→ GOAL
Please rename "jersey" to "shirt" in the listing below, in everything from the line containing "of goalkeeper's green" down to the line containing "top-left (338, 70), bottom-right (474, 153)", and leave all else unchanged.

→ Detection annotation listing
**********

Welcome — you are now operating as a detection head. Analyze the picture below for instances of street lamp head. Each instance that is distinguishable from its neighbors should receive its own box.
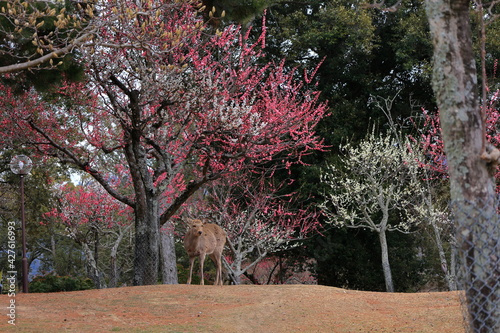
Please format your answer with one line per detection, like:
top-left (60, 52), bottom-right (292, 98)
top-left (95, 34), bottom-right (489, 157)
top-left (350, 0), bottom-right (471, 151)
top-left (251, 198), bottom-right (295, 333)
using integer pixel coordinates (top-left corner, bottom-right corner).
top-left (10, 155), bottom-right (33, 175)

**********

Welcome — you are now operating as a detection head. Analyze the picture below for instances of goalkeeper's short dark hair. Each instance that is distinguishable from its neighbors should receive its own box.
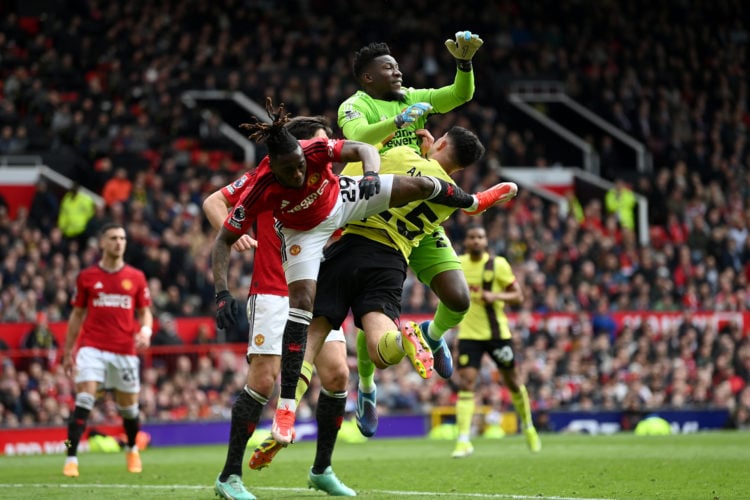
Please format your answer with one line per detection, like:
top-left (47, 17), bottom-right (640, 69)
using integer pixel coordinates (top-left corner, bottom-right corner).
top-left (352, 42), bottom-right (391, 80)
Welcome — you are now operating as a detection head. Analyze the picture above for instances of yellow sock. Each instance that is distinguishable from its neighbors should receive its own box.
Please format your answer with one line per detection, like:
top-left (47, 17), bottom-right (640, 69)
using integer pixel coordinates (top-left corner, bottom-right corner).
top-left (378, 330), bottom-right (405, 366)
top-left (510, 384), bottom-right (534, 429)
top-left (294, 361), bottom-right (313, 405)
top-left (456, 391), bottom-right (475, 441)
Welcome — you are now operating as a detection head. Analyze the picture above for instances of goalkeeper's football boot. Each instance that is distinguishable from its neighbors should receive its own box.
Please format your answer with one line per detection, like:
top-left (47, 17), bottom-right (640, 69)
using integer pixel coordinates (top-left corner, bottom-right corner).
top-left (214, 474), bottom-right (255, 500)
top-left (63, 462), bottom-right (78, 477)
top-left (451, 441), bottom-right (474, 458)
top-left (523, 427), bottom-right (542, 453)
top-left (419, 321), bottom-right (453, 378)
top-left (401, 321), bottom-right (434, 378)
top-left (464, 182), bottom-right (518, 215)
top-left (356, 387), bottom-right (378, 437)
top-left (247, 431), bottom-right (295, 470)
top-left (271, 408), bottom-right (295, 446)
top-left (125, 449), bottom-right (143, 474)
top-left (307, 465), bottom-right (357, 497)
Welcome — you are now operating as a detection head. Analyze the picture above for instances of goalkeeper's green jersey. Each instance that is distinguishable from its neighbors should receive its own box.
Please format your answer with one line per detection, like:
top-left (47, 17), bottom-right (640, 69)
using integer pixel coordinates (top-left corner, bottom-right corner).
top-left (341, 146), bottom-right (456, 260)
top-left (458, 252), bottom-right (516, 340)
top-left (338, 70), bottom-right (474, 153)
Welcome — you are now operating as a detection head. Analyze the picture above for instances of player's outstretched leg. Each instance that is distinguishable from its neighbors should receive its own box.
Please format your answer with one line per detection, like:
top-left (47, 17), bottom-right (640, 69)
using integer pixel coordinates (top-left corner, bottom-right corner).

**********

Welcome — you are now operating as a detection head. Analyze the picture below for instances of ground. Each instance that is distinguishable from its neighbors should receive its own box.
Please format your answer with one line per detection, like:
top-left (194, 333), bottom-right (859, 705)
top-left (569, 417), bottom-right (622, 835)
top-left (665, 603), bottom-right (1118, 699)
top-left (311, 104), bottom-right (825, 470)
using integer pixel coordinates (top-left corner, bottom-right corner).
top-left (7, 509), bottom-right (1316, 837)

**********

→ RESPONSE
Welcome — you are now operating as a detection head. Analyze the picture above for instances of goalkeeper's green shirt. Each instance that is distinguishable from its neighbors should receive its own box.
Please format your answer with one line per detection, like:
top-left (47, 17), bottom-right (640, 69)
using integer pixel coordinates (top-left corner, bottom-right corner).
top-left (341, 146), bottom-right (456, 260)
top-left (458, 252), bottom-right (516, 340)
top-left (338, 70), bottom-right (474, 153)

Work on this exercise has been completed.